**EXERCISE INSTRUCTIONS**
Pick out every line in the entries below that contains the string "roof", and copy each one. Case counts.

* start RECORDS SHOWN *

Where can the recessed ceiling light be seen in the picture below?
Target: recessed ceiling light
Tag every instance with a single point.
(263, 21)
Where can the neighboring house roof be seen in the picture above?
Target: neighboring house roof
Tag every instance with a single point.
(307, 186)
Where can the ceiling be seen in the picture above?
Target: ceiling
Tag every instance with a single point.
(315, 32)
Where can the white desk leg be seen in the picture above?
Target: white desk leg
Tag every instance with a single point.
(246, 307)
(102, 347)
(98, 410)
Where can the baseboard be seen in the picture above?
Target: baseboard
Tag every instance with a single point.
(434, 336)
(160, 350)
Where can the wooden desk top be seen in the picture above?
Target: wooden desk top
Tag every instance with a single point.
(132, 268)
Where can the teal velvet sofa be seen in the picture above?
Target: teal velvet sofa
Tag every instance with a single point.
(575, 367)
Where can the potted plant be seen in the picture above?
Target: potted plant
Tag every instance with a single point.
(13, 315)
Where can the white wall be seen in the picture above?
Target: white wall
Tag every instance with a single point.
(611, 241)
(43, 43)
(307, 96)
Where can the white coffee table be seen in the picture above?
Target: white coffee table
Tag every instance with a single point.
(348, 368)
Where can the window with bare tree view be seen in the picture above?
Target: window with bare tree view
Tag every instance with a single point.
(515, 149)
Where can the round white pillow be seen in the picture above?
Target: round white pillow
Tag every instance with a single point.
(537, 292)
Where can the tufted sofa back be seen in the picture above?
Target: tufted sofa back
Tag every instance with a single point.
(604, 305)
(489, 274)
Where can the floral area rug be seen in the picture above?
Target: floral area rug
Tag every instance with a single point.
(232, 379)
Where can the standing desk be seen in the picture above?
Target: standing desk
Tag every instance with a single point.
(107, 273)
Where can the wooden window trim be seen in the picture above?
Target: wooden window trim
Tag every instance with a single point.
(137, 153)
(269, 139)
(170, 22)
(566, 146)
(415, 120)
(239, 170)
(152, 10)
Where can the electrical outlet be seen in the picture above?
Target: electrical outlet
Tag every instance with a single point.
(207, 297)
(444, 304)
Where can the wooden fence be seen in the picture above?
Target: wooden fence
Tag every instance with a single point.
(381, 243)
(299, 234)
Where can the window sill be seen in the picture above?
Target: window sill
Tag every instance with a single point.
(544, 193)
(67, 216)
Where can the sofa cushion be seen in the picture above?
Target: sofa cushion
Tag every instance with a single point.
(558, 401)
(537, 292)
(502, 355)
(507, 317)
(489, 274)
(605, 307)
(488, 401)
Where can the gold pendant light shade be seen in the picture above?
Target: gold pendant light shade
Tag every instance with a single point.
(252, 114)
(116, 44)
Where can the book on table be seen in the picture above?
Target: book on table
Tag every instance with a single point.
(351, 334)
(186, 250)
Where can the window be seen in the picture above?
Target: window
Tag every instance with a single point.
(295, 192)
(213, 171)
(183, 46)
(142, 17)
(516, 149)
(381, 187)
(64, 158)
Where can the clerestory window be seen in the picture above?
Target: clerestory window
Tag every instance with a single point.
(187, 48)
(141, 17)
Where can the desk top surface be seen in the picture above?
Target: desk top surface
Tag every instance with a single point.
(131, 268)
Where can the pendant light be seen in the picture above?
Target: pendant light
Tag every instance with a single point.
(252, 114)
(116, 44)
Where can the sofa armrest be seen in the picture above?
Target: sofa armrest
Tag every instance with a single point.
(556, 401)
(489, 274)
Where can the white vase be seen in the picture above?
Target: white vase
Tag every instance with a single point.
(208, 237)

* end RECORDS SHOWN *
* start RECORDS SHOWN *

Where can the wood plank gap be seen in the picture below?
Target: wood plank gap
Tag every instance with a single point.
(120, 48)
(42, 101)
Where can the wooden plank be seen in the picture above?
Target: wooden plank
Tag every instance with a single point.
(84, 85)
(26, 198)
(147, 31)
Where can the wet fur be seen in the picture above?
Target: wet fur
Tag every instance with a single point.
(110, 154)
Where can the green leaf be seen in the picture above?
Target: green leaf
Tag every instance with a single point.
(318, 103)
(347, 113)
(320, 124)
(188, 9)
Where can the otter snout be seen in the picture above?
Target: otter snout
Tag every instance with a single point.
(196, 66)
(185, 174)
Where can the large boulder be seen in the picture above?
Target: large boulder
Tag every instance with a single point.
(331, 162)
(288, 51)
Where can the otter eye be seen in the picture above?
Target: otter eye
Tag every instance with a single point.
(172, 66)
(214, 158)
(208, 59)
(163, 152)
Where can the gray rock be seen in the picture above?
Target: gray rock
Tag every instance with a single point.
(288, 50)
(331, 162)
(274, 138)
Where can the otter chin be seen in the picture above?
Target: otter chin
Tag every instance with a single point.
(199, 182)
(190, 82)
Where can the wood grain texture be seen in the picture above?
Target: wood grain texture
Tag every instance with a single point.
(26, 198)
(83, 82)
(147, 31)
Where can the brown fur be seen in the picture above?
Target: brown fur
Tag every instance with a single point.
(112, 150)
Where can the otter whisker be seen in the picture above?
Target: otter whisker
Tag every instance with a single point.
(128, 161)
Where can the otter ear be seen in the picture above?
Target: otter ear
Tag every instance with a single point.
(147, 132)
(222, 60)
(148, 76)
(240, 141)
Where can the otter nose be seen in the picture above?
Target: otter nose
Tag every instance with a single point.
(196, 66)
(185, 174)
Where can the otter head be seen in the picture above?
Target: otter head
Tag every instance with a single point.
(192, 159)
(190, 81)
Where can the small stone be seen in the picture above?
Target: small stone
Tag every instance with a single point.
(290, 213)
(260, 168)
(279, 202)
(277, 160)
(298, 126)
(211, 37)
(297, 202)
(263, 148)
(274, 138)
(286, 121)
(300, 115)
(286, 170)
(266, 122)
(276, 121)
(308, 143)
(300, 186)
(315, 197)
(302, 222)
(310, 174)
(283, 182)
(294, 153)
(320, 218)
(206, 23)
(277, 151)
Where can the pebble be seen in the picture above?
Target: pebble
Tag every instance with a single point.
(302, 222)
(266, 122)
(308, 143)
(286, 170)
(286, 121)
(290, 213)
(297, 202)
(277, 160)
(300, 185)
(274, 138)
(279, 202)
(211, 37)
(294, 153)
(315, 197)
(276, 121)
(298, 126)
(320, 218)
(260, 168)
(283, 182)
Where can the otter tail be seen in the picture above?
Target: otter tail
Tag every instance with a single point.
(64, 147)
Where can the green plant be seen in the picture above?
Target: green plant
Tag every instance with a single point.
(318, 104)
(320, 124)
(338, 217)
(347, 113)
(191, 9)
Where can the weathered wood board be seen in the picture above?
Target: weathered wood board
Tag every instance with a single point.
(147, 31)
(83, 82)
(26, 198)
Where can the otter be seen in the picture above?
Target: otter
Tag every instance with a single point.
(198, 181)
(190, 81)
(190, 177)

* end RECORDS SHOWN *
* start RECORDS SHOWN *

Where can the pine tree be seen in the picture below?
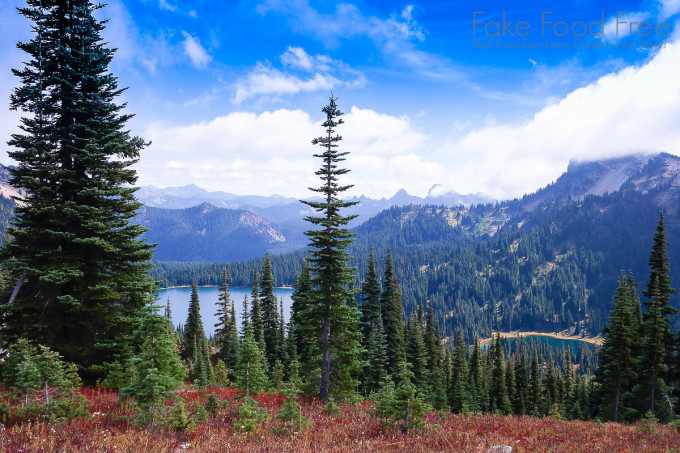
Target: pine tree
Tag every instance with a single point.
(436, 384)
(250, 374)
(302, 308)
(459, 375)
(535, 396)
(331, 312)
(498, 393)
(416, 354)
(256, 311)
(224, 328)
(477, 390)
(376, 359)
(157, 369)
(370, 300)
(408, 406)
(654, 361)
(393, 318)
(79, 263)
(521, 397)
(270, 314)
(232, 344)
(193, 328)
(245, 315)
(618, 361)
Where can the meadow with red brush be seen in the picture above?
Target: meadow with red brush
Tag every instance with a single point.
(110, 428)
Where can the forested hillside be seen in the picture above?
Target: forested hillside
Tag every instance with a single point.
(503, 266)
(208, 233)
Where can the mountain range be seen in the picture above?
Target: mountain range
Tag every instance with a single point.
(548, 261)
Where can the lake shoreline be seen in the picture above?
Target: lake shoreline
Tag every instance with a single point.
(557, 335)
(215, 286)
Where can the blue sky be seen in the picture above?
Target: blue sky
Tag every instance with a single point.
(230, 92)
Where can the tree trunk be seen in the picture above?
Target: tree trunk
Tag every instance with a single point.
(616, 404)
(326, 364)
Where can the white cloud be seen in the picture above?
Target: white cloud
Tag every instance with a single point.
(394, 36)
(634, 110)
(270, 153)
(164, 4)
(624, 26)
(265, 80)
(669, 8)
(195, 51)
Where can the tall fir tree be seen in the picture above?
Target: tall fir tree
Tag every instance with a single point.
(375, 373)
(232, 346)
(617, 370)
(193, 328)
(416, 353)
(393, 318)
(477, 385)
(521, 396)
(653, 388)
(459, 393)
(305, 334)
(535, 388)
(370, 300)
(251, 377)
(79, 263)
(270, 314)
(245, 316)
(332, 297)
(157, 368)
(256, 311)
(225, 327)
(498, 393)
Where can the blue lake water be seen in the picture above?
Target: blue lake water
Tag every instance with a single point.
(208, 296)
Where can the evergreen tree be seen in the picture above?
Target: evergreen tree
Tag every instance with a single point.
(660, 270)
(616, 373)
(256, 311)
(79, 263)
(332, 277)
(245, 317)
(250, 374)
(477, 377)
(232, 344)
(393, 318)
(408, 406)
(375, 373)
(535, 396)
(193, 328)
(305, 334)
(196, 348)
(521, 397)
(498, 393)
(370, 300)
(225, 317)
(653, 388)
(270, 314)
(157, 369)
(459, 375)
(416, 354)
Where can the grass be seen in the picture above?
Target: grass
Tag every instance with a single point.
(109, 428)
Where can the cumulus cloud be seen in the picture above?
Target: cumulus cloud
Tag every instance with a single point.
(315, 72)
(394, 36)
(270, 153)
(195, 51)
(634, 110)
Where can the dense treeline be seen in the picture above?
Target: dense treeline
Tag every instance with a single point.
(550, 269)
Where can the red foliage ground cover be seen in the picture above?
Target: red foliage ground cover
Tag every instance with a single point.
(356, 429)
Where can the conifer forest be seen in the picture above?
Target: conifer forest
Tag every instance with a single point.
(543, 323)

* end RECORDS SHOWN *

**ANSWER TO THE EXERCISE**
Where can the neighboring house roof be seen in the picture above?
Target: neighboring house roof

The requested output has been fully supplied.